━━━ EXTRACTED MATERIAL

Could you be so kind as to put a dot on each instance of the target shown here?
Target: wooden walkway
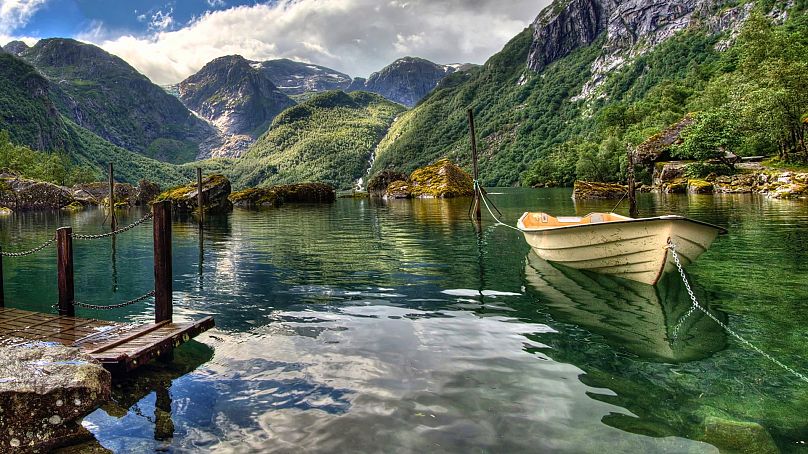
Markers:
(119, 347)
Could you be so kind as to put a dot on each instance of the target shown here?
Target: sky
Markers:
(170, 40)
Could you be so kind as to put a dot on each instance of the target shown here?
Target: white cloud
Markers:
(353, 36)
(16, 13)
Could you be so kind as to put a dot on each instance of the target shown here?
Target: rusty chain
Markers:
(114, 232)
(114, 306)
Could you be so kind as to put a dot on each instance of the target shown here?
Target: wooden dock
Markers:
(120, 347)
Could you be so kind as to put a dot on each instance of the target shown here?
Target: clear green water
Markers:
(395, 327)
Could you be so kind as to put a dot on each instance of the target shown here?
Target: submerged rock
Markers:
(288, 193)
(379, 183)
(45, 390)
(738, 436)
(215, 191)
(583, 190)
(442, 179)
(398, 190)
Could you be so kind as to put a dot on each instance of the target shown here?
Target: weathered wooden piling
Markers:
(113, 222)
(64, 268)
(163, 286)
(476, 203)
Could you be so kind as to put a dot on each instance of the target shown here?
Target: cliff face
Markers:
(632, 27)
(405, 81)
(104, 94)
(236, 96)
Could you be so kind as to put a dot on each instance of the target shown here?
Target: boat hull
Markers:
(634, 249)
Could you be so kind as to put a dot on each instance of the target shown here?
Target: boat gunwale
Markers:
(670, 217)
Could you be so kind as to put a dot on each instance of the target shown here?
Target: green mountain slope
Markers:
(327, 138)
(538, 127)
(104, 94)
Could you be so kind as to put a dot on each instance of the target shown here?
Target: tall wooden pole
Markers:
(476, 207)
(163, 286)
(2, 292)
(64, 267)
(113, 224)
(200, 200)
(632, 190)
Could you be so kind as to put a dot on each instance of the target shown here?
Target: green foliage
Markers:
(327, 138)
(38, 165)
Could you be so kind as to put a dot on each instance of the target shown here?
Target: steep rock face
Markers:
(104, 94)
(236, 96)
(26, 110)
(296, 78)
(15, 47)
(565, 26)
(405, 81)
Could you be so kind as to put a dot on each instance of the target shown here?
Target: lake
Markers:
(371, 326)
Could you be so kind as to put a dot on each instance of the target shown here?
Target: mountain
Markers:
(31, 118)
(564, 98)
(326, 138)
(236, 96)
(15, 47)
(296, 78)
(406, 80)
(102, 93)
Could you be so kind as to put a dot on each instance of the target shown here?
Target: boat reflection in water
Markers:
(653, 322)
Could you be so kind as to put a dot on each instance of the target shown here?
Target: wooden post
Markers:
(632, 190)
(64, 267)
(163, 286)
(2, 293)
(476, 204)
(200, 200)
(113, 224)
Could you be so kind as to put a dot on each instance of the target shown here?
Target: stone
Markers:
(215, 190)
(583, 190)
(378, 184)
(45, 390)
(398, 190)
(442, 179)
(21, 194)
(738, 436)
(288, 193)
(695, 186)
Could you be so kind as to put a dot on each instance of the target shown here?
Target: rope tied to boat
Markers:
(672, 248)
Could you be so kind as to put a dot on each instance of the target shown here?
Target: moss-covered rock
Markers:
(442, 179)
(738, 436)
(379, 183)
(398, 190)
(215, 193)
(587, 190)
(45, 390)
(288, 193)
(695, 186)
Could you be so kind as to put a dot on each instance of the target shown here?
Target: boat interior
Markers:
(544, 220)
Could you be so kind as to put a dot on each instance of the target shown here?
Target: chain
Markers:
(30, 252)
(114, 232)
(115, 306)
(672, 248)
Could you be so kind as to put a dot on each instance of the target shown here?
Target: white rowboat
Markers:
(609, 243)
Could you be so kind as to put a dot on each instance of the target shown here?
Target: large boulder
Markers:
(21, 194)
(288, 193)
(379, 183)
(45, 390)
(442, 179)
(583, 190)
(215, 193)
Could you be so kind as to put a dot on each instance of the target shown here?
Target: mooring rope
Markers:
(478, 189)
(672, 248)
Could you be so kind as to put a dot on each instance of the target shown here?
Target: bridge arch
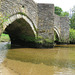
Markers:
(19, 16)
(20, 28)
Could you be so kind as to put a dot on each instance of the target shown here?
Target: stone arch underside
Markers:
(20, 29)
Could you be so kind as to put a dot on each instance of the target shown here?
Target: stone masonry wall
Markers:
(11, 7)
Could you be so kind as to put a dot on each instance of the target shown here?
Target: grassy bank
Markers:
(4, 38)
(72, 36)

━━━━━━

INSTRUCTIONS TO FOLLOW: Go through the records and show every line with the string "rope" in it.

OUTPUT OF THE EXERCISE:
Target: rope tied to boat
Target: mooring rope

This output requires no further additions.